§ **KUTIPAN**
^^^^^^^^^^^^^^^^

"Sekedar umpatan dan teriakkanku yang semuanya tersimpan dalam barisan kata"

Kamis, 30 Juli 2009

Realitas Pendidikan

"BHP (badan hukum pendidikan) ; salah satu indikasi Komersialisasi Pendidikan"
Oleh : Achmad Saptono (Panggil; Tino)

”Dimurahin lagi… Dimurahin lagi… Cuci gudang… Cuci gudang… bagi yang kurang mampu, silahkan bisa diangsur!!”

Kalimat-kalimat itu yang selalu saya ingat ketika berbicara tentang kondisi pendidikan saat ini. Pelaksanaan sistem pendidikan nasional di Indonesia sudah seperti barang dagangan yang diobral. Mereka yang punya uang akan dengan mudahnya mendapatkan pendidikan, sebaliknya mereka yang tidak mampu akan dengan mudahnya teralienasi dari pendidikan. Mungkin saat ini kapitalisme sedang tertawa lebar, diatas kursi mewahnya melihat kondisi pendidikan Indonesia yang berhasil mereka kuasai.
Memang sudah tidak menjadi hal yang tabu lagi, bahwa kenyataannya pendidikan di Indonesia ini sangat mahal dan tidak sebanding dengan kualitas serta pelayanannya. Kurikulum yang berganti-ganti dalam jangka waktu yang menurut saya sangat cepat misalnya, dampaknya adalah pendidik dan peserta didik dipaksa untuk mengikuti kurikulum yang ada/baru serta meninggalkan kurikulum yang lama. Salah satu contoh : guru atau murid yang sedang membaca atau mempelajari salah satu buku kurikulum KBK (kurikulum berbasis kompetensi), belum selesai buku itu dipelajari kemudian harus berganti mempelajari buku kurikulum KTSP (kurikulum tingkat satuan pendidikan). Hal ini yang kemudian menyebabkan ketidakadilan bagi mereka yang tidak mampu untuk membeli buku-buku baru, yang notabene harga buku sekarang sudah melebihi harga 1 kilogram beras di pasar. Pertanyaannya adalah, apakah mungkin semua peserta didik mampu membeli buku tersebut?
Belum selesai permasalahan kurikulum, ditambah lagi munculnya permasalahan kebijakan baru dari pemerintah yang mengganti status perguruan tinggi negeri menjadi BHP-BHMN (badan hukum pendidikan-badan hukum milik Negara). Berdasarkan UU Sisidiknas No 20 tahun 2003 tentang Badan Hukum Pendidikan, pasal 53 ayat 1 Badan Hukum Pendidikan adalah penyelenggara dan/atau satuan pendidikan formal yang didirikan oleh Pemerintah atau masyarakat berbentuk badan hukum pendidikan. Berdasarkan UU No 9 Tahun 2009 Tentang Badan Hukum Pendidikan, Bab I Ketentuan Umum Pasal 1 : Badan Hukum Pendidikan adalah badan hukum yang menyelenggarakan pendidikan formal. Dalam Bab II tentang Fungsi, Tujuan dan Prinsip Pasal 3 : Badan hukum pendidikan bertujuan memajukan pendidikan nasional dengan menerapkan manajemen berbasis sekolah/madrasah pada jenjang pendidikan dasar dan menengah dan otonomi perguruan tinggi pada jenjang pendidikan tinggi.

^^^^^^^^^^^^^^^^

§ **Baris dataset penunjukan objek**
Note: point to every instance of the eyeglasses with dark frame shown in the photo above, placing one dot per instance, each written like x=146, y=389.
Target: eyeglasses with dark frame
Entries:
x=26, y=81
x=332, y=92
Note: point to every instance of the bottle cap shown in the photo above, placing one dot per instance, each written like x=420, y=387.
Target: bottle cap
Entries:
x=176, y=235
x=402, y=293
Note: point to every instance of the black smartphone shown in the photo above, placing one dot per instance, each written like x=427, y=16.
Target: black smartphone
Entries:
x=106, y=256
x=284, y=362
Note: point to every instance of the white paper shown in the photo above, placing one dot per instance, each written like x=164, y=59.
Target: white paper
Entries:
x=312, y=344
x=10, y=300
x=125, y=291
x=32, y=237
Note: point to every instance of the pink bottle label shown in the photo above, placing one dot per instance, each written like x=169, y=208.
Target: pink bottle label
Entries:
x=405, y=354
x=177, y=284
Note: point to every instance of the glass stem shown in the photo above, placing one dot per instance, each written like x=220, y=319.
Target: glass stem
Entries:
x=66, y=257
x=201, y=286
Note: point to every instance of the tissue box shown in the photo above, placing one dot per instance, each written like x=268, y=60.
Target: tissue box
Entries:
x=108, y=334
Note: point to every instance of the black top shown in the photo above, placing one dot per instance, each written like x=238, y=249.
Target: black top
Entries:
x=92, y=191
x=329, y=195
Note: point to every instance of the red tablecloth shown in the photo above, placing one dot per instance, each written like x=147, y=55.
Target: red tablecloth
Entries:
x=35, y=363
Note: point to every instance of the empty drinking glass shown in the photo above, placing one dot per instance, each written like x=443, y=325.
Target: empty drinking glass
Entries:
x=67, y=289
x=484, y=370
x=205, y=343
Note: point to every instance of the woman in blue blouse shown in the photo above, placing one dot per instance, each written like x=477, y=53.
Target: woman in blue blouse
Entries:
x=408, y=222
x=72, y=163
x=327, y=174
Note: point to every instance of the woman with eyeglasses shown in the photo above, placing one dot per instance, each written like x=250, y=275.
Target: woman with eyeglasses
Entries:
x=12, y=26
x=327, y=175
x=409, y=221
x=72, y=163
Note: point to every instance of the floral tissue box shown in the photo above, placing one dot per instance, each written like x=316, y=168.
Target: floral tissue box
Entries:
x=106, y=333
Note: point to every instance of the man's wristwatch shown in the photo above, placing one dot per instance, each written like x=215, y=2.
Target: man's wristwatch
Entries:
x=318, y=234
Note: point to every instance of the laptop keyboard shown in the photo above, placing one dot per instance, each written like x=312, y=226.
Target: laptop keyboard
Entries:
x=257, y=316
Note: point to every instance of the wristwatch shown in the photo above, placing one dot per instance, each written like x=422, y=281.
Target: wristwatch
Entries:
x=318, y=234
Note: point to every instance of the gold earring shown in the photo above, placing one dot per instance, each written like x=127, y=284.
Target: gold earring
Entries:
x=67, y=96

^^^^^^^^^^^^^^^^

§ **YANG HARUS DIKERJAKAN**
(A) Jawab pertanyaan berikut berdasarkan teks tentang pendidikan, satu jawaban per baris dengan penanda yang sama:
(i) Pada hari dan tanggal berapa tulisan itu dimuat?
(ii) Harga buku sekarang disebut sudah melebihi harga apa?
(iii) Pasal dan ayat berapa dari undang-undang No 20 tahun 2003 yang dikutip untuk definisi Badan Hukum Pendidikan?
(B) Salin persis baris-baris dalam catatan, mulai dari baris yang memuat "Note: point to every instance of the gold" dan berakhir pada baris terakhir catatan, kedua ujung ikut disalin.
Teks dan catatan di atas diambil dari sumber yang berbeda.

§ **JAWABAN BENAR**
(A)
(i) Kamis, 30 Juli 2009
(ii) Harga 1 kilogram beras di pasar
(iii) Pasal 53 ayat 1

(B)
Note: point to every instance of the gold earring shown in the photo above, placing one dot per instance, each written like x=127, y=284.
Target: gold earring
Entries:
x=67, y=96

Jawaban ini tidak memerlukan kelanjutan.